Hi there,
i am currently facing the following problem: i want to minimize the L1-norm (sum of distances between my datapoints and a streight line). Therefore i wrote the following lines which just worked fine for my random data:
cvx_setup;
a = .9;
x = sort(4*(rand(25,1)-.5));
b = a*x + .1*randn(size(x));
cvx_begin;
variable aL1;
minimize( sum(abs(aL1*x-b)) );
cvx_end;
figure;
plot(x,b,'.','color','b');
hold on;
xgrid = -2:0.1:2;
plot(xgrid, xgrid*aL1);
title('L1 Norm')
However when i offset my data by a constant "b" the optimization does not fit.
cvx_setup;
a = .9;
x = sort(4*(rand(25,1)-.5));
b = a*x + .1*randn(size(x));
b = b+10;
cvx_begin;
variable aL1;
minimize( sum(abs(aL1*x-b)) );
cvx_end;
figure;
plot(x,b,'.','color','b');
hold on;
xgrid = -2:0.1:2;
plot(xgrid, xgrid*aL1);
title('L1 Norm')

## Information shown
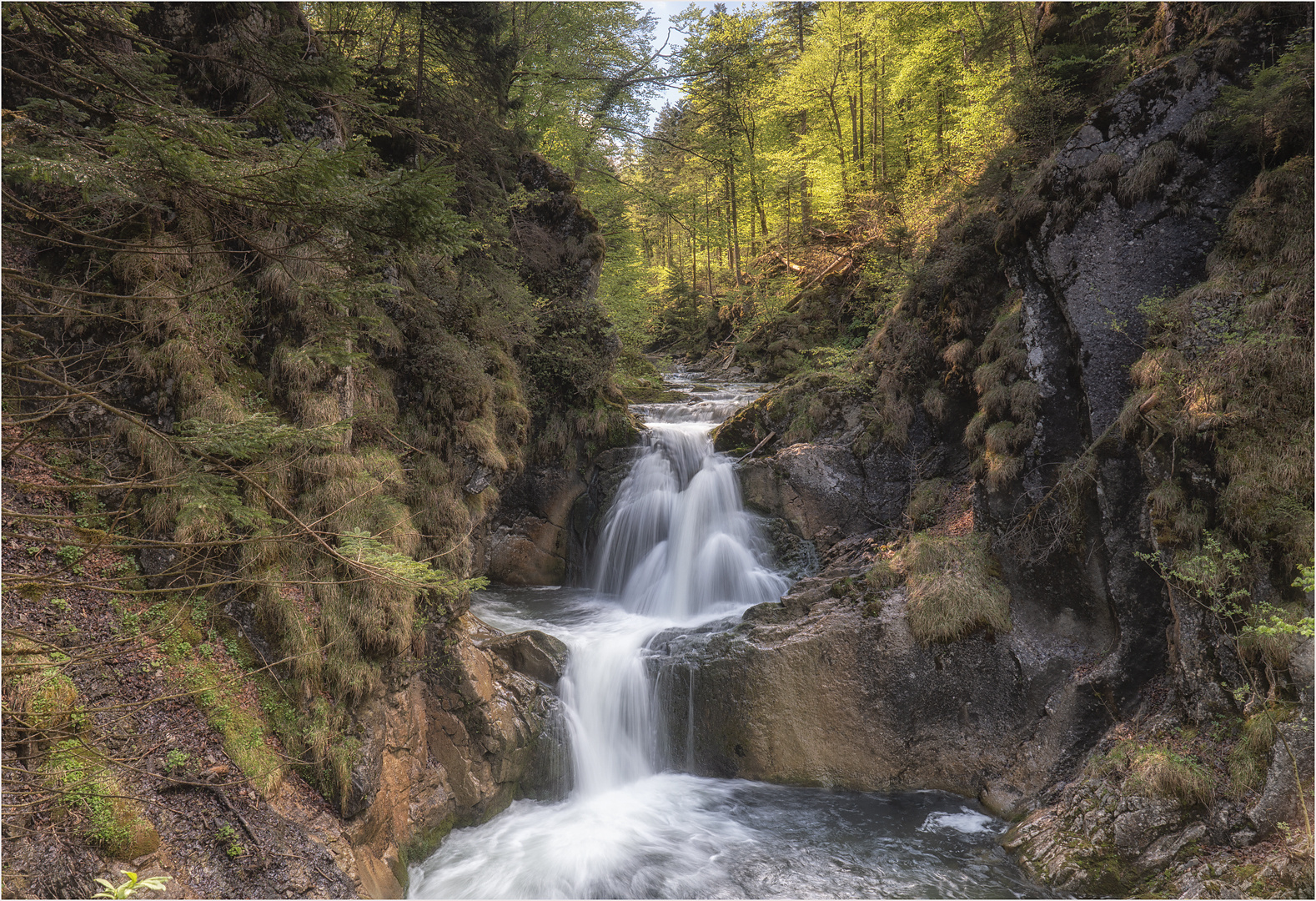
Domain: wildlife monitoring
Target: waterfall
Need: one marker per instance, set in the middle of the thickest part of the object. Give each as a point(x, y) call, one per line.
--
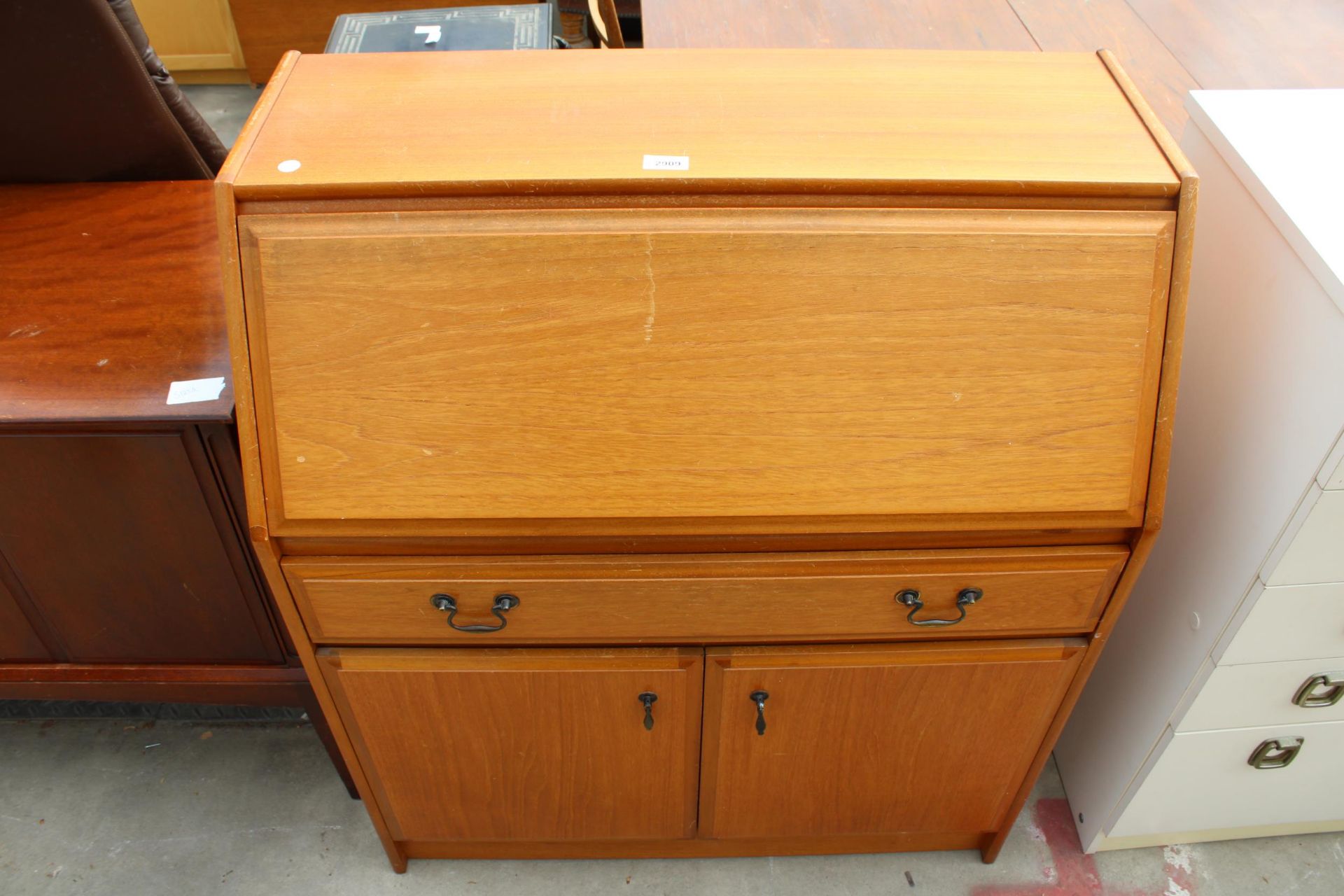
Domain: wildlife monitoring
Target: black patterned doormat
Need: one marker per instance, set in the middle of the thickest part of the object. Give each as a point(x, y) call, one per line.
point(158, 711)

## Problem to work on
In the forum post about fitting a line with the L1-norm, what number is added to b in the second version of the code? Answer from the forum post alone, not the items.

## The solution
10